Según la entrada sobre "Major Dundee", ¿con qué película se había dado a conocer a lo grande Sam Peckinpah en 1962?

FRAGMENTO DEL TEXTO:
____

Mostrando entradas con la etiqueta Peckinpah Sam. Mostrar todas las entradas
Mostrando entradas con la etiqueta Peckinpah Sam. Mostrar todas las entradas

domingo, 23 de febrero de 2014

POR EL CAMINO DE MÉJICO

Parece bastante contrastado, por diversas fuentes además, que cuando la Columbia llamó a Sam Peckinpah tras el gran éxito de "The wild bunch" para que remontara a su gusto "Major Dundee", éste se negó alegando que no tenía tiempo. 
Venganza servida en plato frío o simple perspectiva sobre el malditismo al que estaba abocado desde que se había dado a conocer a lo grande con "Ride the High Country" en 1962, pero lo cierto es que la que debía haber sido su obra más importante, se había estrenado incompleta por razones bastante incomprensibles.
Cuando mucho más tarde, ya fallecido Peckinpah, "Major Dundee" fue remendada - en algunos aspectos decían "como lo hubiera hecho él", extremo siempre discutible y aquí quizá hasta muy errado atendiendo sin ir más lejos a la nueva banda sonora, tan altisonante y omnipresente como las compuestas para la restauración de algunas películas mudas que ni siquiera llegaron a tener nunca una - afloraron una serie de escenas ni esenciales ni fallidas ni censurables ni imprescindibles. Y parece que había más.
Todo esto tiene ahora un interés muy relativo.
Los "desequilibrios" detectados en el film, aún en la versión más completa vista, son básicamente ejemplos de la bendita inestabilidad que venía transformando al cine inmediatamente anterior por la asimilación acelerada de una serie de cambios. Cambios que son la esencia misma de una época irrepetible.

____

LÍNEAS PROPORCIONADAS:

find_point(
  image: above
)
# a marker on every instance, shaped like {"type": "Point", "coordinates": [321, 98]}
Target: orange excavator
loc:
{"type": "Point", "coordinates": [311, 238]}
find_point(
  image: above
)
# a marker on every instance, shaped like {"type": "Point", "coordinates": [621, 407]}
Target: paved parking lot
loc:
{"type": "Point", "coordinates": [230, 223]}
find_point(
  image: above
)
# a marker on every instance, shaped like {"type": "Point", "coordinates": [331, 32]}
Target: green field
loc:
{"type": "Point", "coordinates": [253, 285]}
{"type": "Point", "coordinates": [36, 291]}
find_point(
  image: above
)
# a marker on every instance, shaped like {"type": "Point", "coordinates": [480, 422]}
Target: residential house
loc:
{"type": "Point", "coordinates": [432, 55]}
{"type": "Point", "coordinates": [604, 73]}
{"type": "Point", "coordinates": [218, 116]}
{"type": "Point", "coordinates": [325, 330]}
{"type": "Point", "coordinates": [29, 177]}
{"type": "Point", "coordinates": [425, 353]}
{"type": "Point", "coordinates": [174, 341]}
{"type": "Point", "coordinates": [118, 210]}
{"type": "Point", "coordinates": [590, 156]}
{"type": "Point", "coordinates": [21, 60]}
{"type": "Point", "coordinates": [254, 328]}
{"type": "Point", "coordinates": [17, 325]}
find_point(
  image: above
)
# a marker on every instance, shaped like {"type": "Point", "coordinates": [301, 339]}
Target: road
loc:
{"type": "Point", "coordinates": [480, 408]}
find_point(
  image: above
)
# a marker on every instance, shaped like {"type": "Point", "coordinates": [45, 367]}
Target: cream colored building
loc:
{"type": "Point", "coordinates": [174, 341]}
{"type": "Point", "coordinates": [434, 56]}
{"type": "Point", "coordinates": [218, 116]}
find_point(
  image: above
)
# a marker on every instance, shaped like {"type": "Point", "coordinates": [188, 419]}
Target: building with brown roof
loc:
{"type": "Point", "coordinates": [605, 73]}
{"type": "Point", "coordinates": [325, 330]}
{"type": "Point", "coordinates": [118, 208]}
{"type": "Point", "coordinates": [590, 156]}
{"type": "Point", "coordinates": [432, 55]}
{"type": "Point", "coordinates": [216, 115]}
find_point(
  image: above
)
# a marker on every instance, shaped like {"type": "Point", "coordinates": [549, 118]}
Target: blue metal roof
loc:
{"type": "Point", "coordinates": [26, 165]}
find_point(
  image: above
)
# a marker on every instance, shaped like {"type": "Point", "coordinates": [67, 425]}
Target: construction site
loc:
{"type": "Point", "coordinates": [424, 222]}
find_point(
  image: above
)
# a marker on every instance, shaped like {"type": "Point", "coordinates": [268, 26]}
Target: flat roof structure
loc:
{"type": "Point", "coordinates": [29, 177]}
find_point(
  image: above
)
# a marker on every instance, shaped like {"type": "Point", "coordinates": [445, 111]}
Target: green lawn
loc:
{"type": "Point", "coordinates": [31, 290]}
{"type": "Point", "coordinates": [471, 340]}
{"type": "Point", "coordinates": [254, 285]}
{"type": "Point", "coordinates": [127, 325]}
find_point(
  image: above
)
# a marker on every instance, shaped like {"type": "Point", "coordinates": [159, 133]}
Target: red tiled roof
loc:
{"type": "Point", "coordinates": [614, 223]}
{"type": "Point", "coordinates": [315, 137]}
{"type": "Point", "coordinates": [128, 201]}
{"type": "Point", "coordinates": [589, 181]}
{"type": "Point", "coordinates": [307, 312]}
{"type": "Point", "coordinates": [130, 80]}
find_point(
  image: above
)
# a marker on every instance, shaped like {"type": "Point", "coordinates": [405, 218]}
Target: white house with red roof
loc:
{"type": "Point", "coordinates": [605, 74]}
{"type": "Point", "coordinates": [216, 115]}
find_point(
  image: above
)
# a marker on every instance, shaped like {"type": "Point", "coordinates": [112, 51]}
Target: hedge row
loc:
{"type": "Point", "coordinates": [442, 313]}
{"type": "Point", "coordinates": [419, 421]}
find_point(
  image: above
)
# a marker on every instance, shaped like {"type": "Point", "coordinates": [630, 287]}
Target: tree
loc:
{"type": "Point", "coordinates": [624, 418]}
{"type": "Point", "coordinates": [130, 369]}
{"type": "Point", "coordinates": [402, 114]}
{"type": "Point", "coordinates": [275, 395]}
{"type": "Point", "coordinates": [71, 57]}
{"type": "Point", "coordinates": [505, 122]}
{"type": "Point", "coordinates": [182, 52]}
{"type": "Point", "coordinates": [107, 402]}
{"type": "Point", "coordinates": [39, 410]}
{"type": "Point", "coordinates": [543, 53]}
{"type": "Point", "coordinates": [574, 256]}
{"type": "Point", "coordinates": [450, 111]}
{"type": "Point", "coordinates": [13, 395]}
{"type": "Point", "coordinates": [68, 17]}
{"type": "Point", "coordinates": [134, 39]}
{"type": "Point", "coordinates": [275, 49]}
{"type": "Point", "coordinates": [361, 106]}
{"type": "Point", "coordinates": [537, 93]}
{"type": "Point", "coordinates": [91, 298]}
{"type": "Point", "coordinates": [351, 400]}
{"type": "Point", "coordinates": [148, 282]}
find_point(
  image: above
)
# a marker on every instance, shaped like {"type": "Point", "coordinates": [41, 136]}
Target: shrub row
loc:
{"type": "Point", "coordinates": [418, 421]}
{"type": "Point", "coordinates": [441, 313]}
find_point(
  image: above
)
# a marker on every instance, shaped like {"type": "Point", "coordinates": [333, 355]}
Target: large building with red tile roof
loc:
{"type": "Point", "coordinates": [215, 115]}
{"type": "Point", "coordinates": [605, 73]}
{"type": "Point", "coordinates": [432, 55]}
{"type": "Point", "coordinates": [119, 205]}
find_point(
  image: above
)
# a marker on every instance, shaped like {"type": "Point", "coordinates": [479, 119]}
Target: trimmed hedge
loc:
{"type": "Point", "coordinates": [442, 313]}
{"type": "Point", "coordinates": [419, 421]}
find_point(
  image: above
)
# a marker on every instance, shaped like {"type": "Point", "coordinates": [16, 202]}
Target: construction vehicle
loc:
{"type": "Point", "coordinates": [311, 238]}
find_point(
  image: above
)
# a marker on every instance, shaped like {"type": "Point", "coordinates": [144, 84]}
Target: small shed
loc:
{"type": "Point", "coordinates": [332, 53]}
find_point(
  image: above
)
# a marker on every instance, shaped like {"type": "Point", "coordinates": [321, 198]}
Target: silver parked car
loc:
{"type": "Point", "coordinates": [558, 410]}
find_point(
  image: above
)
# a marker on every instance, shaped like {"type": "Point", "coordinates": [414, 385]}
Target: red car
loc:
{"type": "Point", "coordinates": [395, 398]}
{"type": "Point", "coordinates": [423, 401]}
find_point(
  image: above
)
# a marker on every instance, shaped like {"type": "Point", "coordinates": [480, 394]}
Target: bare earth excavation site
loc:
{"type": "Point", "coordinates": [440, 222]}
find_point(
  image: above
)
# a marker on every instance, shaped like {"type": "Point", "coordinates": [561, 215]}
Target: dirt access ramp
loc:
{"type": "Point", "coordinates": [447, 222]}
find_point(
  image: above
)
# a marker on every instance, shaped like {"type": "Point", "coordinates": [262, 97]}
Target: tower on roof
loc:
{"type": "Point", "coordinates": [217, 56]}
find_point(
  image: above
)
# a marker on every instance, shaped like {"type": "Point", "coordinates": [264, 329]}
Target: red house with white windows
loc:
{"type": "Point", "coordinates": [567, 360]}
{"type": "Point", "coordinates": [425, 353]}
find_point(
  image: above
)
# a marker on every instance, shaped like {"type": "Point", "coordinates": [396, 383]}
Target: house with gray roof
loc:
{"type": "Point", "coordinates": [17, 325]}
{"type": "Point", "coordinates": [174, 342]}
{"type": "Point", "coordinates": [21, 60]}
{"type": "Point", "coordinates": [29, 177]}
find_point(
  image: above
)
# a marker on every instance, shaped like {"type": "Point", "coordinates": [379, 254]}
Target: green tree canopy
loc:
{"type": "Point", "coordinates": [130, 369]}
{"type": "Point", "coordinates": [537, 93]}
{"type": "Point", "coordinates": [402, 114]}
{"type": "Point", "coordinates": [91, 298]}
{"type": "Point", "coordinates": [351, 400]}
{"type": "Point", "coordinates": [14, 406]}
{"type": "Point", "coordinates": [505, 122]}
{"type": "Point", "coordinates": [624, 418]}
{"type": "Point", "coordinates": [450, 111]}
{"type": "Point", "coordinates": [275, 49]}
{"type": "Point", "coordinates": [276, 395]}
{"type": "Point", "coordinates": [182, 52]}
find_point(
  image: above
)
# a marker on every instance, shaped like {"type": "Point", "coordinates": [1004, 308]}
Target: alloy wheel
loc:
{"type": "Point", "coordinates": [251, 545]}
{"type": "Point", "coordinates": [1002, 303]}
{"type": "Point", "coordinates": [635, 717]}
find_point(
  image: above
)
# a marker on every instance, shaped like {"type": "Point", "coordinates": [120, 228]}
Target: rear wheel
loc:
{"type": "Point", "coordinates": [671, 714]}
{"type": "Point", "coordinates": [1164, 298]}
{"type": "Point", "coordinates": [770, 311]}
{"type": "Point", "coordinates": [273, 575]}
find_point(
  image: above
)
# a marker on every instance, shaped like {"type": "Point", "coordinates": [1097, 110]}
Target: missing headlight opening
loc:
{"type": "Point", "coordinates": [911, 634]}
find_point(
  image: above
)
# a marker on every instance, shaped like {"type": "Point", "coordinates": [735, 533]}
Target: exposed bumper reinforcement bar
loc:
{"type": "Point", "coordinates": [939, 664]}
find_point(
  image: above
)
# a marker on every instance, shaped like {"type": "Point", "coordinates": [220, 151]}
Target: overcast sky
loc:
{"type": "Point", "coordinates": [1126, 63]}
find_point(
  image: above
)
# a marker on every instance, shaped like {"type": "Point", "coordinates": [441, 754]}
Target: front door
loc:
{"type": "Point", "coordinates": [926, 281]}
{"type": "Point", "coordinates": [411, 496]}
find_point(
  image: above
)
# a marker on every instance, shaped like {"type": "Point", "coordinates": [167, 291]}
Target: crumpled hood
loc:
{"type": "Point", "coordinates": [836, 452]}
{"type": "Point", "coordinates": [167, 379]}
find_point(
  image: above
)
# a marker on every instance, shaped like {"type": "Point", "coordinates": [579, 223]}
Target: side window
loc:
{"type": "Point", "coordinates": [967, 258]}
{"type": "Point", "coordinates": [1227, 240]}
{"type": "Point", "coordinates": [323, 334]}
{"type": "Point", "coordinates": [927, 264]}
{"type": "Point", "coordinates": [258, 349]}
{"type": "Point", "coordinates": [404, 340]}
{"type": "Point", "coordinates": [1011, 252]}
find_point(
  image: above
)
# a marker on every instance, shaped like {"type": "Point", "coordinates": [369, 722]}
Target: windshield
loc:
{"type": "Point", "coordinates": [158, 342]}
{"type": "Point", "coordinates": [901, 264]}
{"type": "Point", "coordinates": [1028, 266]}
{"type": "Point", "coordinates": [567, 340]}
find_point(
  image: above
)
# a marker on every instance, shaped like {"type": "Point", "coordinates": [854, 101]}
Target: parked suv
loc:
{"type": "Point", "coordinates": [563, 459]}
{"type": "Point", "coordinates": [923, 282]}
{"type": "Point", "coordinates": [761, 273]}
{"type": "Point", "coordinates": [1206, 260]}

____

SOLUCIÓN: Con "Ride the High Country".